- Exercise requirements -
After finding the line containing "Target: wooden table" below, please output that line and each following one through the line containing "[locate] wooden chair", exactly as written.

- Extracted records -
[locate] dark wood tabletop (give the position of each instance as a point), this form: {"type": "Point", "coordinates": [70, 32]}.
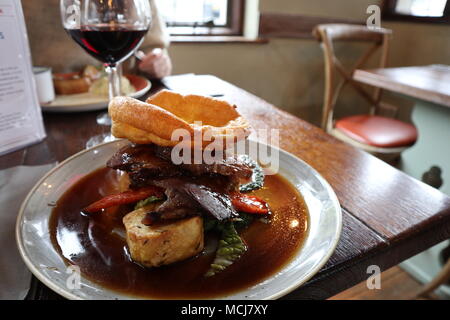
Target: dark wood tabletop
{"type": "Point", "coordinates": [387, 215]}
{"type": "Point", "coordinates": [430, 83]}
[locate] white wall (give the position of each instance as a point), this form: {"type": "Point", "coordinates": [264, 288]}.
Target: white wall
{"type": "Point", "coordinates": [289, 72]}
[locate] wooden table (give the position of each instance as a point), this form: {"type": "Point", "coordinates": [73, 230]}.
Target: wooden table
{"type": "Point", "coordinates": [429, 83]}
{"type": "Point", "coordinates": [387, 215]}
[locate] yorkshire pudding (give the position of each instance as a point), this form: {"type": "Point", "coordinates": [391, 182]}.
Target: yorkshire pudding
{"type": "Point", "coordinates": [155, 120]}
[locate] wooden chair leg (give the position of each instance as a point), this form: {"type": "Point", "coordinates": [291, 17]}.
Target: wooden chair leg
{"type": "Point", "coordinates": [441, 278]}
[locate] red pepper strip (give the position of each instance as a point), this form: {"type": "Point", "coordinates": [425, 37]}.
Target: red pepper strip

- Completed task -
Target: wooden table
{"type": "Point", "coordinates": [429, 83]}
{"type": "Point", "coordinates": [387, 215]}
[locate] yorkshire pudding (give the position of each instance as a point), this form: {"type": "Point", "coordinates": [391, 182]}.
Target: yorkshire pudding
{"type": "Point", "coordinates": [155, 120]}
[locate] wooden chair leg (give the position of each instance as a point), this form: {"type": "Point", "coordinates": [291, 17]}.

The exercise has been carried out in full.